文書の一部 →
▼
京成電車を高砂で金町線に乗り換えて、次の柴又で降りたら、駅前で寅さんの銅像が迎えてくれた。少し離れた所には、兄を見つめるようにさくらの像が立っていた。


1 葛飾柴又の文化的景観

京成金町線は、金町・京成高砂間を結ぶ短い路線で、その間には柴又駅しかない。明治時代には、人が客車を押すという人車鉄道が作られ、帝釈天への参拝客のために、明治32年に金町と柴又の間に帝釈人車鉄道が開設された。江戸時代からの柴又の興隆が偲ばれる。

この柴又は、平成30年2月13日、「葛飾柴又の文化的景観」として、都内初の重要文化的景観に選定されたそうで、①柴又街道・水戸街道と江戸川河川、②帝釈天題経寺と門前、③都市と農村の両義性が三要素だそうだ。両義性とは、ふたつの相反するものが同じように存在していることのようだが、都市と農村の性格の両方がある位の意味だろう。文化的景観が、人間と自然の共同作品と言われ、また人間の自然への働きかけと言われることが意識の中にあるのだろう。
▲
元データ →
▼
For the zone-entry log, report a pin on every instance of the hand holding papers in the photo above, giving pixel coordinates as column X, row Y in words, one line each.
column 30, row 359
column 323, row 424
▲
指示 A → 柴又についての文章の「京成電車を高砂で金町線に乗り」から「とが意識の中にあるのだろう。」までを、終わりの語句も含めて書き写してください。その際、「京成金町線」を「金町線」に変えてください。
指示 B → 葛飾柴又の文化的景観についての文章を、最後の文の後から書き継いでください。

出力 A →
京成電車を高砂で金町線に乗り換えて、次の柴又で降りたら、駅前で寅さんの銅像が迎えてくれた。少し離れた所には、兄を見つめるようにさくらの像が立っていた。


1 葛飾柴又の文化的景観

金町線は、金町・京成高砂間を結ぶ短い路線で、その間には柴又駅しかない。明治時代には、人が客車を押すという人車鉄道が作られ、帝釈天への参拝客のために、明治32年に金町と柴又の間に帝釈人車鉄道が開設された。江戸時代からの柴又の興隆が偲ばれる。

この柴又は、平成30年2月13日、「葛飾柴又の文化的景観」として、都内初の重要文化的景観に選定されたそうで、①柴又街道・水戸街道と江戸川河川、②帝釈天題経寺と門前、③都市と農村の両義性が三要素だそうだ。両義性とは、ふたつの相反するものが同じように存在していることのようだが、都市と農村の性格の両方がある位の意味だろう。文化的景観が、人間と自然の共同作品と言われ、また人間の自然への働きかけと言われることが意識の中にあるのだろう。

出力 B →
私の中にある柴又帝釈天のイメージは、帝釈天題経寺とそれに続く門前及び江戸川の流れである。

柴又駅からの参道を行くと、途中で柴又街道が南北に横切り、柴又街道の北で水戸街道にぶつかる。また交通河川として近くを江戸川が流れ、矢切の渡しで対岸の松戸と結ばれている。この辺りは、東京と千葉県を結合する地点である。

地図を見ると畑がわずかに残っているようだが、歩いても都市近郊の農村景観は感じられない。これは、私が育った江戸川区も同様である。昭和の頃には多くの水田や畑があったが、今は少ない。

柴又には親戚がいて、柴又の◯◯さんと呼んでいた。時折手に入るせんべいに、家の者が「柴又のせんべい」とわざわざ柴又をつけていたことは、特別な土地だったのだろう。

何よりも、下町住民にはよく知られた柴又が全国的に著名な観光地になったのは、山田洋次の「男はつらいよ」シリーズによることは間違いない。

柴又帝釈天の楽しさは、どこにあるのか。羅列するとこんな所かと思える。
1 昔ながらの下町の寺と門前の世界に没入できる。
2 「男はつらいよ」の映画の舞台を実体験できる。「男はつらいよ」に映し出された数々の風景が楽しめる。
3 江戸川河川敷と矢切の渡しの牧歌的風景を楽しめる。

今回その柴又をふたりの友人と歩いてみて、いくつかの魅力を感じた。

2 帝釈天の門前

友人と駅前で11時に待ち合わせて、柴又を散策した。先ず、帝釈天の参道を楽しんだ。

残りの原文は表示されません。